Problem statement:
Please write out the records exactly.

::: Listed records

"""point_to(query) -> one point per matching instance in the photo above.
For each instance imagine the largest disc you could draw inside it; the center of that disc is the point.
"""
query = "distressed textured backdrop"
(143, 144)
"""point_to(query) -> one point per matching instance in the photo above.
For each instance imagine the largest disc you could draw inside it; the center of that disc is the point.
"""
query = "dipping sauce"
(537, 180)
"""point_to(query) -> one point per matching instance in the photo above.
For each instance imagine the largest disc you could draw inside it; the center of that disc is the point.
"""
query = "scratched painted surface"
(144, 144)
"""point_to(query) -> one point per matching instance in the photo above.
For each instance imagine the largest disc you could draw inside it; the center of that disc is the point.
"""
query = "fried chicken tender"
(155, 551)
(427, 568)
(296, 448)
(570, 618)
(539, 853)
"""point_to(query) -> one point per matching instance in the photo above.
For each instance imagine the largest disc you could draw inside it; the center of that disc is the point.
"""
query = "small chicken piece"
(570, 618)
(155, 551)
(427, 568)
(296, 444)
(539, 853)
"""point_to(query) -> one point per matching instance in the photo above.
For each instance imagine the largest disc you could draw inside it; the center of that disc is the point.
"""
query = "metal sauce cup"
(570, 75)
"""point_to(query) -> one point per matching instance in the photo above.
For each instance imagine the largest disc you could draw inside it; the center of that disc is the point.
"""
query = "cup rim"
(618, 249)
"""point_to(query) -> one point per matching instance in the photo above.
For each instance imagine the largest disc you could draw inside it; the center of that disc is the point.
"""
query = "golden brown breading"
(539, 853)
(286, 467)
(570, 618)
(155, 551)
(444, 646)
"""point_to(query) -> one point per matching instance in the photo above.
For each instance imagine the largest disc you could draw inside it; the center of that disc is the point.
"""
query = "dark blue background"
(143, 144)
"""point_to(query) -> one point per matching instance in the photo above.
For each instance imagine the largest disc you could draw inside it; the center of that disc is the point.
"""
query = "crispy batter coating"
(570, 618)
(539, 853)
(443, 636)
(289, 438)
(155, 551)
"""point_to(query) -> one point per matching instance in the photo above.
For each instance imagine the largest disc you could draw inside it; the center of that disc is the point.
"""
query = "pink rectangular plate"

::::::

Expected output:
"""point_to(query) -> one point per matching instance in the photo above.
For each instance imagine the largest disc you could draw inside it; the center of that disc is the point.
"""
query = "distressed textured backdrop"
(143, 144)
"""point_to(query) -> one point per matching instance in the photo above.
For each instance imagine the largest disc you could draw inside it; the center of that disc is the point.
"""
query = "dipping sauce"
(537, 180)
"""point_to(query) -> one point per matching instance in the photo above.
For each instance imagine the largest disc you could draw inside it; the center of that disc is the point.
"""
query = "scratched painted surface"
(144, 144)
"""point_to(query) -> one point per matching instance in the photo above.
For each instance imagine the largest disc you could draw inside it; the center of that disc is the point.
"""
query = "fried chicken tender"
(155, 551)
(427, 568)
(296, 448)
(570, 618)
(539, 853)
"""point_to(query) -> one point per matching instance in the photo above.
For each instance imagine the largest disc you could draw inside it; the center of that disc is the point.
"""
query = "small chicken piece"
(570, 618)
(155, 551)
(427, 568)
(296, 444)
(539, 853)
"""point_to(query) -> one point per matching instance in the photo above.
For each instance imagine the largest disc you could draw inside it; the center of that disc is the point.
"""
query = "metal sauce cup"
(570, 75)
"""point_to(query) -> one point per matching instance in the photo above.
For each instance imagine the largest disc you could draw inside it; the center of that disc is the point.
"""
query = "cup rim"
(618, 249)
"""point_to(query) -> one point per matching instance in the photo above.
For each instance imagine the largest disc you could draw inside it; the center of that disc is the point.
"""
query = "golden brown breading"
(539, 853)
(286, 467)
(570, 618)
(155, 551)
(444, 646)
"""point_to(query) -> one point per matching instance in the photo above.
For each instance imagine the largest disc you could draw inside it; the center of that disc is the point.
"""
query = "dark blue background"
(143, 144)
"""point_to(query) -> one point per matching instance in the photo above.
For each instance imagine the largest disc you could draw inside it; the center of that disc is the point.
"""
query = "crispy batter coating"
(570, 618)
(539, 853)
(443, 636)
(289, 438)
(155, 551)
"""point_to(query) -> one point per matching instance in the photo above.
For each instance imagine the largest disc you could draw inside it; the center of that disc is the point.
"""
query = "pink rectangular plate"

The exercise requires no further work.